» EXERCISE INPUT:
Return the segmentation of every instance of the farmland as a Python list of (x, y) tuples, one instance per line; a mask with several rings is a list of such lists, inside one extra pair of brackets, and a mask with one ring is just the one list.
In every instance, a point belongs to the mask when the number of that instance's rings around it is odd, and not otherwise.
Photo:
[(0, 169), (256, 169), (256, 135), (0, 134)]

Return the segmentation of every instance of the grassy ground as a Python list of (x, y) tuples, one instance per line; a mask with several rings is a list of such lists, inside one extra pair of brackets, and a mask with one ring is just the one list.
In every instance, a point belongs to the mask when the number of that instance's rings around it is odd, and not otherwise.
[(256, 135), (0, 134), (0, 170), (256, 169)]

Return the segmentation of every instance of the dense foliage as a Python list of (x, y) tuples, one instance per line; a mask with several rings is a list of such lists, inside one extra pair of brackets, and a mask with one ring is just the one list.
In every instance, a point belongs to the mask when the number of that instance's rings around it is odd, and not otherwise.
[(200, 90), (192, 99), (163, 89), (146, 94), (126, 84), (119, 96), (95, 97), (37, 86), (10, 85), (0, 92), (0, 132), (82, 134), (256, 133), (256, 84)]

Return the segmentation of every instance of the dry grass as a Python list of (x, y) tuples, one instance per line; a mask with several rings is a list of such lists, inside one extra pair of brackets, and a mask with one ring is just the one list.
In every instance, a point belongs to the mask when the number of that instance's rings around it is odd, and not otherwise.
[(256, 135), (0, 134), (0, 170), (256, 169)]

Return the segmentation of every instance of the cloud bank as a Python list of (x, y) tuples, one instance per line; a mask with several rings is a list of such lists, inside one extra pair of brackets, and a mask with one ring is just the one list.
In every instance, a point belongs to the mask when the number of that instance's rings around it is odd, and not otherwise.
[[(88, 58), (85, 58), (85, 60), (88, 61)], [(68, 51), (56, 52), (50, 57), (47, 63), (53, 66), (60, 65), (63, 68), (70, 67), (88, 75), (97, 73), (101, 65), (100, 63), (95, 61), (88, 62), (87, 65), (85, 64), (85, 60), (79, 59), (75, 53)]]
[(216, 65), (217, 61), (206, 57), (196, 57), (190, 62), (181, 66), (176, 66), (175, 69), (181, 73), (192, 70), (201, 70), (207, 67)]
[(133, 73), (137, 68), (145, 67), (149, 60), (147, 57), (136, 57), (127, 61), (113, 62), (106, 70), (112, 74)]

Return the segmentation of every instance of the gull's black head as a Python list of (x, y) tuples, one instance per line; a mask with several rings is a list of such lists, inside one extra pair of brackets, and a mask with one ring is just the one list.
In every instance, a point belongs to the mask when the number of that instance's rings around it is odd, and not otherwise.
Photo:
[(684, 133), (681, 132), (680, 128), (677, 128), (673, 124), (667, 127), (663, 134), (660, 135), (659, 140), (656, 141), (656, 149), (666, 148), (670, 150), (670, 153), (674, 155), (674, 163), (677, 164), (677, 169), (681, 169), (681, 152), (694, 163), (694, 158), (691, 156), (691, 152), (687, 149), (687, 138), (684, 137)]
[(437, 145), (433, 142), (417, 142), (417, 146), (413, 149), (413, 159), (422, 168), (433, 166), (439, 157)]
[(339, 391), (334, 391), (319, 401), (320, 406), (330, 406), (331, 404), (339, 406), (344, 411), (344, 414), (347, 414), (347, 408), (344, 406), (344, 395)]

» WRITTEN PROBLEM: Reproduce the data word for word, from its first line down to and including the line that holds "[(0, 169), (256, 169), (256, 135), (0, 134)]".

» EXERCISE ANSWER:
Return the segmentation of every instance of the farmland as a Python list of (x, y) tuples, one instance per line; a mask with several rings is a list of such lists, inside one extra pair of brackets, and a mask with one ring is just the one list.
In every instance, a point belongs to the mask when the number of that instance's rings around it is odd, and not otherwise.
Photo:
[(0, 169), (256, 169), (256, 135), (0, 134)]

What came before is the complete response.